WRITTEN REQUEST: Recast as a numbered list the lines starting with the line that contains "query (the noun phrase to segment): **turtle**" and going on through the line that contains "97), (249, 97)]", both ends included, and leave out any blank lines.

[Start DATASET EXTRACT]

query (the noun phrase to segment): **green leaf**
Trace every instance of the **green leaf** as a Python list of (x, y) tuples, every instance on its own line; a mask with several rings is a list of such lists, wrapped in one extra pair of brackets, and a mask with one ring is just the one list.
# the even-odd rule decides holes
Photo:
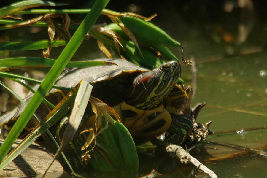
[(33, 50), (44, 49), (47, 48), (51, 44), (52, 44), (52, 47), (65, 46), (67, 42), (63, 40), (56, 41), (42, 40), (26, 42), (0, 42), (0, 50)]
[[(0, 60), (0, 69), (52, 66), (56, 61), (55, 59), (42, 58), (22, 57), (4, 59)], [(68, 63), (66, 67), (86, 67), (114, 64), (104, 61), (72, 61)]]
[(44, 1), (40, 0), (21, 1), (0, 9), (0, 18), (29, 8), (42, 6), (58, 6), (67, 5), (65, 3), (55, 3), (51, 1)]
[[(1, 170), (18, 155), (27, 148), (31, 144), (44, 133), (49, 128), (68, 112), (73, 104), (75, 97), (78, 92), (80, 84), (74, 88), (56, 106), (40, 124), (35, 128), (21, 142), (18, 147), (9, 153), (0, 165)], [(16, 127), (15, 125), (13, 128)], [(4, 143), (10, 142), (12, 141), (7, 137)]]
[(91, 11), (80, 25), (10, 131), (6, 138), (9, 142), (5, 142), (0, 147), (0, 162), (2, 162), (8, 152), (13, 143), (37, 109), (45, 95), (51, 88), (56, 78), (80, 46), (86, 34), (95, 23), (109, 1), (108, 0), (97, 0)]

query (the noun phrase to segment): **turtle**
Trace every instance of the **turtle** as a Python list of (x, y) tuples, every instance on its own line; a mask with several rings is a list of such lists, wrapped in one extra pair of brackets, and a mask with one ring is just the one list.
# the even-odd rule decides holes
[[(188, 98), (177, 84), (180, 75), (179, 64), (177, 61), (163, 64), (150, 71), (123, 59), (91, 61), (104, 61), (114, 64), (65, 69), (55, 84), (71, 88), (82, 79), (86, 80), (93, 86), (91, 95), (112, 107), (136, 144), (166, 131), (171, 126), (172, 120), (180, 119), (180, 117), (176, 116)], [(63, 91), (52, 89), (46, 98), (56, 104), (66, 94)], [(26, 100), (29, 100), (31, 95), (26, 96)], [(20, 114), (23, 107), (21, 106), (0, 117), (0, 123), (6, 122), (7, 120)], [(36, 112), (43, 118), (49, 111), (48, 107), (42, 104)], [(190, 120), (183, 119), (184, 120), (181, 122), (185, 124), (173, 126), (178, 129), (177, 127), (182, 125), (186, 130), (181, 132), (184, 134), (182, 136), (178, 137), (181, 139), (180, 142), (184, 140), (193, 128)], [(36, 124), (34, 122), (30, 122), (27, 127), (32, 128)]]

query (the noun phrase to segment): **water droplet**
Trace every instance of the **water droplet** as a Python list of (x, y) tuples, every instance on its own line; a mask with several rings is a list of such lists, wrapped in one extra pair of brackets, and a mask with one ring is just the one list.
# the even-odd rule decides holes
[(233, 72), (232, 71), (229, 71), (228, 72), (228, 76), (229, 77), (232, 77), (233, 76)]
[(241, 129), (240, 130), (237, 130), (236, 131), (236, 133), (237, 134), (242, 134), (244, 131), (244, 130), (242, 129)]
[(24, 73), (24, 77), (28, 77), (29, 76), (29, 74), (27, 72), (25, 72)]
[(26, 81), (25, 81), (24, 80), (23, 80), (23, 79), (19, 79), (18, 80), (19, 80), (19, 81), (20, 81), (20, 82), (22, 82), (22, 83), (24, 83), (24, 84), (26, 84)]
[(261, 77), (264, 77), (267, 75), (267, 71), (265, 70), (260, 71), (259, 74)]
[(245, 138), (245, 133), (244, 130), (242, 129), (236, 131), (236, 133), (238, 134), (242, 137), (242, 139)]
[(251, 96), (251, 93), (247, 93), (246, 94), (246, 96), (247, 97), (249, 97)]

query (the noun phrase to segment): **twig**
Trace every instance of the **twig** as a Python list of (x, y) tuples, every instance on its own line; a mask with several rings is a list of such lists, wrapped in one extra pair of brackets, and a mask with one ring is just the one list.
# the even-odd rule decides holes
[(213, 171), (203, 165), (198, 160), (192, 156), (190, 162), (195, 166), (208, 174), (211, 178), (217, 178), (217, 176)]
[(190, 162), (191, 155), (181, 147), (176, 145), (170, 145), (166, 148), (166, 152), (170, 152), (180, 159), (182, 164), (187, 164)]

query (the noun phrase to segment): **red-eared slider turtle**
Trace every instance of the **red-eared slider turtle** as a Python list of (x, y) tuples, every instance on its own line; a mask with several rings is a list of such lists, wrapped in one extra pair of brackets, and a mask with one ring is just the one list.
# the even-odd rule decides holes
[[(180, 76), (178, 62), (170, 62), (150, 71), (122, 59), (99, 61), (115, 65), (67, 69), (55, 84), (71, 88), (82, 79), (86, 80), (93, 86), (91, 95), (113, 107), (133, 138), (138, 142), (166, 131), (171, 125), (172, 117), (176, 119), (175, 114), (171, 116), (169, 113), (178, 114), (183, 102), (186, 100), (184, 99), (187, 97), (176, 85)], [(56, 104), (64, 94), (53, 89), (46, 98)], [(47, 108), (44, 105), (40, 106), (37, 114), (43, 115), (42, 117), (45, 117), (48, 113)], [(9, 114), (8, 117), (11, 118), (20, 114), (22, 110), (17, 109)], [(4, 122), (9, 119), (7, 115), (2, 116), (0, 117), (1, 123), (4, 122), (3, 117), (5, 119)], [(186, 130), (181, 132), (184, 135), (180, 137), (183, 140), (191, 132), (193, 127), (188, 119), (184, 123), (186, 123), (174, 126), (182, 125)]]

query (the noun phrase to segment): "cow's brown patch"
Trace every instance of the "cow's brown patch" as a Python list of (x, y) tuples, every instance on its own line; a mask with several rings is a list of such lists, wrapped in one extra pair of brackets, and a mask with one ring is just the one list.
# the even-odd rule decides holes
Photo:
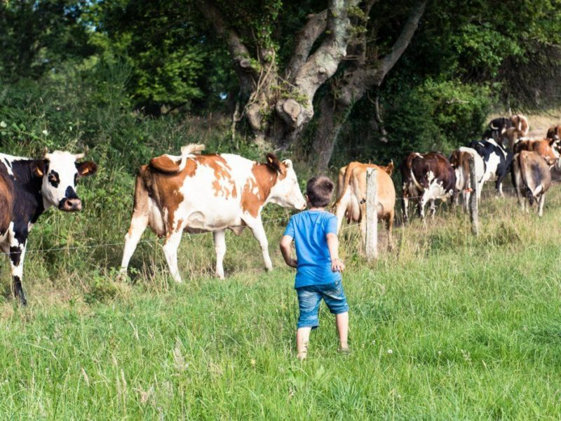
[(180, 171), (181, 161), (176, 161), (168, 155), (162, 155), (150, 159), (150, 166), (165, 173), (177, 173)]
[[(255, 180), (248, 178), (243, 185), (241, 192), (241, 208), (244, 212), (257, 218), (261, 206), (271, 194), (273, 186), (276, 184), (277, 180), (280, 179), (280, 175), (271, 166), (264, 163), (254, 163), (251, 172)], [(286, 173), (284, 176), (286, 177)]]
[(222, 196), (226, 199), (237, 197), (236, 182), (230, 173), (231, 168), (224, 158), (220, 155), (201, 155), (197, 156), (196, 159), (201, 165), (208, 166), (214, 171), (212, 189), (215, 196)]
[(546, 138), (548, 139), (555, 139), (555, 136), (561, 139), (561, 125), (553, 126), (548, 129)]

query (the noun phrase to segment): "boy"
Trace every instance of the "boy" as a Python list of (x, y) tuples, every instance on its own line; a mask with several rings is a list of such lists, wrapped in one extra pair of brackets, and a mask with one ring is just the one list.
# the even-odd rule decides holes
[[(341, 284), (345, 265), (339, 259), (337, 220), (325, 210), (333, 193), (333, 182), (327, 177), (313, 177), (306, 187), (308, 210), (292, 216), (280, 240), (280, 252), (288, 266), (297, 268), (295, 288), (298, 295), (298, 329), (296, 349), (298, 359), (308, 353), (311, 329), (319, 326), (318, 312), (322, 298), (335, 314), (340, 352), (349, 352), (349, 305)], [(296, 259), (290, 255), (294, 239)]]

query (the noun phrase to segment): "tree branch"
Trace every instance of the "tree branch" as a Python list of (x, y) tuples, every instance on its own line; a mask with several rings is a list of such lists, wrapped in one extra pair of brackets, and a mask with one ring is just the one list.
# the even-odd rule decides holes
[(330, 78), (346, 54), (351, 21), (347, 11), (358, 0), (330, 0), (325, 39), (308, 58), (295, 77), (295, 85), (310, 102), (318, 88)]
[(379, 83), (381, 83), (388, 72), (396, 65), (411, 42), (411, 39), (419, 26), (419, 21), (421, 20), (423, 13), (424, 13), (426, 2), (427, 0), (419, 0), (415, 4), (409, 14), (401, 33), (391, 47), (391, 50), (379, 62), (378, 72), (377, 73), (380, 74), (377, 74), (377, 76), (380, 81)]
[(327, 27), (327, 10), (319, 13), (308, 15), (308, 22), (296, 36), (296, 46), (294, 48), (290, 61), (287, 66), (286, 74), (296, 74), (298, 69), (306, 62), (310, 55), (312, 46)]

[End DATASET EXTRACT]

FINISHED TASK:
1. query (the noun phrase to segment): **turtle**
2. Trace every instance of the **turtle** as a Python list of (x, y) tuples, every instance on its own line; a mask with several rings is a list of such lists, wrapped in one extra pair of brackets, and a mask with one ring is just the one list.
3. # the even-odd rule decides holes
4. [[(188, 98), (177, 84), (180, 75), (179, 64), (177, 61), (163, 64), (150, 71), (123, 59), (91, 61), (104, 61), (114, 64), (65, 69), (55, 84), (71, 88), (82, 79), (86, 80), (93, 86), (91, 95), (112, 107), (136, 144), (166, 131), (171, 126), (172, 120), (180, 119), (180, 117), (176, 116)], [(63, 91), (52, 89), (46, 98), (56, 104), (66, 94)], [(26, 100), (29, 100), (31, 95), (26, 96)], [(20, 114), (23, 107), (21, 106), (0, 117), (0, 123), (6, 122), (7, 120)], [(36, 112), (43, 118), (49, 111), (48, 107), (42, 104)], [(190, 120), (183, 119), (184, 120), (181, 122), (185, 124), (173, 126), (178, 129), (177, 127), (182, 125), (186, 130), (181, 132), (184, 134), (182, 136), (178, 137), (181, 139), (180, 142), (184, 140), (193, 128)], [(36, 124), (34, 122), (30, 122), (27, 127), (32, 128)]]
5. query (the noun phrase to segment): **water droplet**
6. Trace every instance of the **water droplet** as a Python list of (x, y) tuples, every instance on its own line; a mask with several rings is a list of such lists, wrapped in one extra pair of brackets, and a mask with one ring is just the one list.
7. # the even-odd rule decides holes
8. [(233, 72), (232, 71), (229, 71), (228, 72), (228, 76), (229, 77), (232, 77), (233, 76)]
9. [(241, 129), (240, 130), (237, 130), (236, 131), (236, 133), (237, 134), (242, 134), (244, 131), (244, 130), (242, 129)]
10. [(24, 73), (24, 77), (28, 77), (29, 76), (29, 74), (27, 72), (25, 72)]
11. [(26, 81), (25, 81), (24, 80), (23, 80), (23, 79), (19, 79), (18, 80), (19, 80), (19, 81), (20, 81), (20, 82), (22, 82), (22, 83), (24, 83), (24, 84), (26, 84)]
12. [(261, 77), (264, 77), (267, 75), (267, 71), (265, 70), (260, 71), (259, 74)]
13. [(245, 138), (245, 133), (244, 130), (242, 129), (236, 131), (236, 133), (238, 134), (242, 137), (242, 139)]
14. [(251, 96), (251, 93), (247, 93), (246, 94), (246, 96), (247, 97), (249, 97)]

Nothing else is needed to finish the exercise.